▸ **ФРАГМЕНТ ТЕКСТА**:

┌──

Статус адресата обращения может и не меняться, сохранять основную характеристику, но смена типов обращения позволяет Тютчеву раскрыть различные аспекты этого статуса. Так дело обстоит в знаменитом программном стихотворении «Не то, что мните вы, природа…», где происходит смена трех типов обращения: «вы» («мните вы», «вы зрите»), «они» («они не видят и не слышат»), «он/ты» (в грамматически непривычной для сегодняшнего читателя фразе «пойми, коль может»). В этом случае мы наблюдаем пример именно риторического усиления текста – происходит варьирование дистанции от полемического жеста (который еще учитывает гипотетического собеседника как носителя «мнения») к презрительно-обобщенному «они» и, наконец, к неприкрытой инвективе. Обращение развивается в тексте как возрастающее отчуждение адресата. Его зрение оказывается в конце концов видом слепоты: «вы зрите … они не видят» (здесь так же есть приглашение к созерцанию, но более чем формальное – с предпосланной ему уверенностью в невозможности настоящего созерцания со стороны адресата обращения: если что «они» и видят, то это «не то»).
Сложные смысловые оттенки обращений свидетельствуют о том, что условность риторических форм у Тютчева обретает новую содержательность. В «Тени сизые смесились…» обращение возникает во второй части, и его энергия, выражающая себя в нарастании императивности, возводит тему к экстатическому восклицанию последних строк: «Дай вкусить уничтоженья, // С миром дремлющим смешай!». Использование обращения в «пуантовой» позиции свидетельствует о признании за ним важнейшего ресурса лирической экспрессии. Будучи поэтической риторикой, обращение к «сумраку» переводит тему в план «вкушающего» опыта («Дай вкусить уничтоженья»), т.е. в план резкой интенциональности, и это оправдывает риторику как форму внутренней речи.

└──

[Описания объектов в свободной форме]

┌──

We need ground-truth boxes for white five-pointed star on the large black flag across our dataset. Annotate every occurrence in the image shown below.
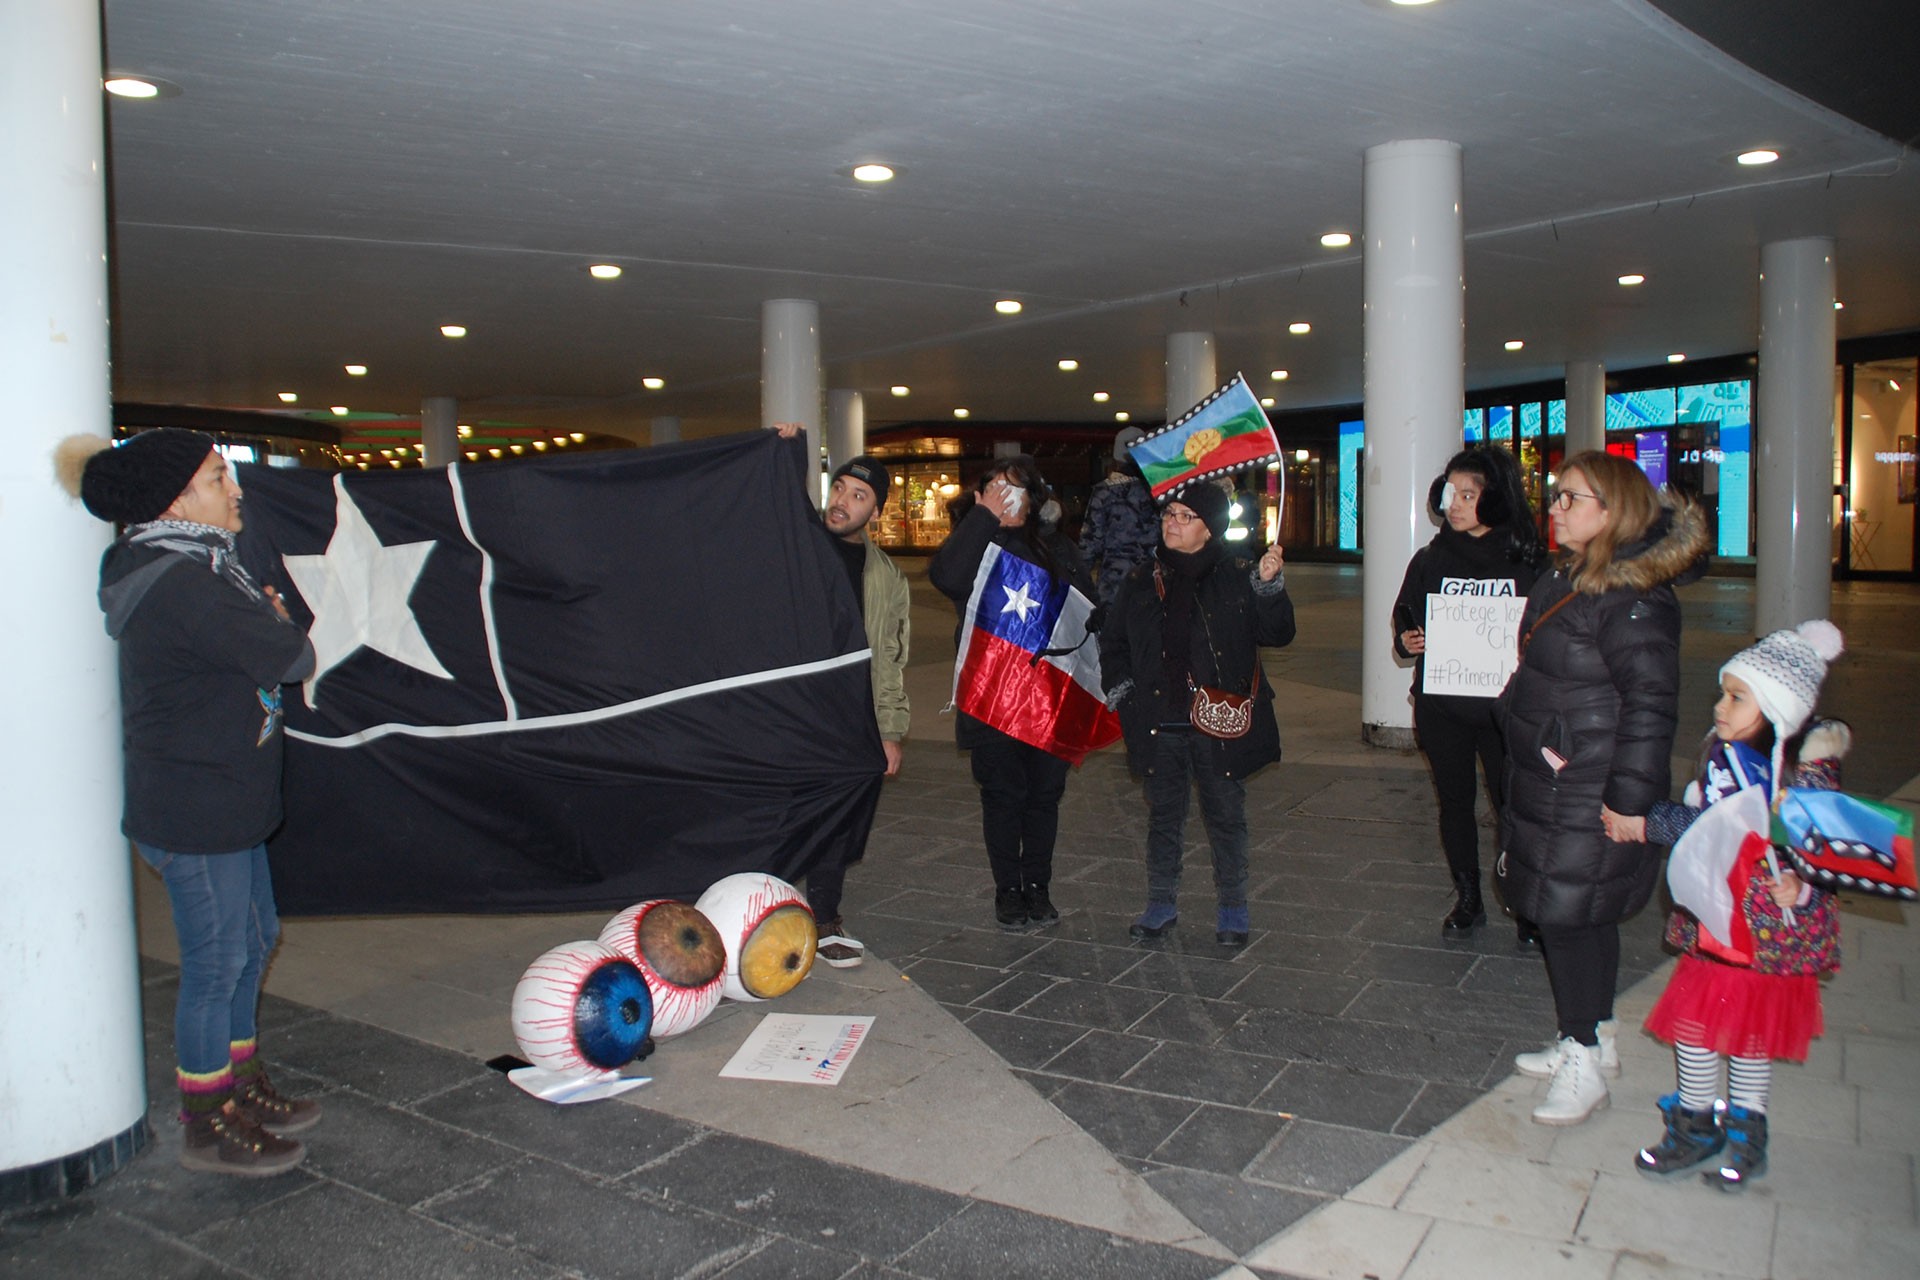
[280,476,453,706]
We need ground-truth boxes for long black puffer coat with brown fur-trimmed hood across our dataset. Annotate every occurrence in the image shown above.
[1496,505,1707,925]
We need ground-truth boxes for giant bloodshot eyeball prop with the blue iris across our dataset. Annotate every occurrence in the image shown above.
[513,940,653,1073]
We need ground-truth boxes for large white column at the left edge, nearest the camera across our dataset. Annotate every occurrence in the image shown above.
[0,0,148,1207]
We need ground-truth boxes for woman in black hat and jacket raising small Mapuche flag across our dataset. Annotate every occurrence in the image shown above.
[1100,480,1294,946]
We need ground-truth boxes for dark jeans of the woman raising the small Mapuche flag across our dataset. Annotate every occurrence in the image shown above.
[1146,727,1246,908]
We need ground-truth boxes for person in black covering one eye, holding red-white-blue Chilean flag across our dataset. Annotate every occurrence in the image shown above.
[927,455,1092,929]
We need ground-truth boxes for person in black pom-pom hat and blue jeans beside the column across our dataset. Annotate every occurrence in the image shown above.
[58,430,321,1176]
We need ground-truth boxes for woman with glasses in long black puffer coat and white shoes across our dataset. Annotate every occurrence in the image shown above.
[1494,453,1707,1125]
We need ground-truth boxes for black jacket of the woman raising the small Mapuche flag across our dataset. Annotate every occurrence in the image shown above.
[1100,555,1294,777]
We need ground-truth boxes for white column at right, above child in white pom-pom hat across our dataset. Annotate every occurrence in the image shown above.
[1753,238,1834,635]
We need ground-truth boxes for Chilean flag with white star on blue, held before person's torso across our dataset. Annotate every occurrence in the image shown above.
[954,545,1119,764]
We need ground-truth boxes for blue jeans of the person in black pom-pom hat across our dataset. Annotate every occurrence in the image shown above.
[134,841,280,1075]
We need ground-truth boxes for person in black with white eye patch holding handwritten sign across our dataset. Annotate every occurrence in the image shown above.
[1394,445,1546,938]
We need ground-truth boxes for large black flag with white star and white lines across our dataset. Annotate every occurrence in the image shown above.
[240,432,885,915]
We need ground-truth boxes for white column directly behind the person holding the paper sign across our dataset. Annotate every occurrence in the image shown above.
[1359,138,1467,748]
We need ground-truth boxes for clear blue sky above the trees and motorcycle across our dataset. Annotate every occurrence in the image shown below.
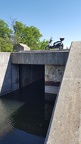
[0,0,81,46]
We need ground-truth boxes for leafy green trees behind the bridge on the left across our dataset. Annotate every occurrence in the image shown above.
[0,20,47,52]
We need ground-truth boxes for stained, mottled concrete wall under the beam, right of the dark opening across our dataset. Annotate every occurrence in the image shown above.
[45,65,65,102]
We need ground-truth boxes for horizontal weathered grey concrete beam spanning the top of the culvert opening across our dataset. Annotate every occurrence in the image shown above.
[11,50,69,65]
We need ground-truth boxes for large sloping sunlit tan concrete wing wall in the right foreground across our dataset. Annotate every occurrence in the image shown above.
[45,42,81,144]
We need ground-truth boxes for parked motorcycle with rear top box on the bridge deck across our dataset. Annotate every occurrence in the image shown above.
[45,37,64,50]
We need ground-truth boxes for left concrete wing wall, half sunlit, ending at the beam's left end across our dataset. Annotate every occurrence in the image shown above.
[0,52,11,95]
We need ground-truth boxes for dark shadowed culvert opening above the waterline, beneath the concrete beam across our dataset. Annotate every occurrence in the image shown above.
[19,64,45,88]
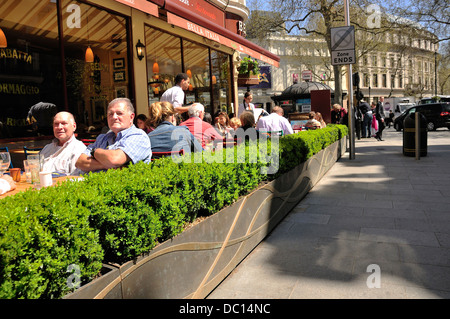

└──

▸ **УСЛОВИЯ ЗАДАНИЙ**:
1 - Замените «экстатическому» на «восторженному» в отрывке из текста о тютчевских обращениях: начните со слов «Сложные смысловые оттенки», закончите после «форму внутренней речи.». Приведите этот отрывок целиком.
2 - Продолжите текст об обращениях в лирике Тютчева, начиная сразу после его последнего предложения.

▸ **ОТВЕТЫ**:
1 -
Сложные смысловые оттенки обращений свидетельствуют о том, что условность риторических форм у Тютчева обретает новую содержательность. В «Тени сизые смесились…» обращение возникает во второй части, и его энергия, выражающая себя в нарастании императивности, возводит тему к восторженному восклицанию последних строк: «Дай вкусить уничтоженья, // С миром дремлющим смешай!». Использование обращения в «пуантовой» позиции свидетельствует о признании за ним важнейшего ресурса лирической экспрессии. Будучи поэтической риторикой, обращение к «сумраку» переводит тему в план «вкушающего» опыта («Дай вкусить уничтоженья»), т.е. в план резкой интенциональности, и это оправдывает риторику как форму внутренней речи.

2 -
Одним из источников непосредственного влияния, обусловившего поэтику риторической эмфазы у Тютчева, может считаться Ламартин, соединивший в своих «медитациях» подчеркнутую риторику и элегичность [11]. Но именно на фоне Ламартина становится яснее своеобразие Тютчева: вместо продолжительного чередования интонационных усилений и спадов (что делало поэзию Ламартина, по замечанию П.А.Вяземского, похожей на проповедь [12]) – концентрация эмфазы и раскрытие адреса как смысловой коллизии. Примером сложной, внутренне противоречивой драматургии речевого жеста, которой Тютчев добивается в лирике первого периода, может служить стихотворение «1-е декабря 1837»:
Так здесь-то суждено нам было
Сказать последнее прости...
Прости всему, чем сердце жило,
Что, жизнь твою убив, ее истлило
В твоей измученной груди!..
Прости... Чрез много, много лет
Ты будешь помнить с содроганьем
Сей край, сей брег с его полуденным сияньем,
Где вечный блеск и долгий цвет,
Где поздних, бледных роз дыханьем
Декабрьский воздух разогрет.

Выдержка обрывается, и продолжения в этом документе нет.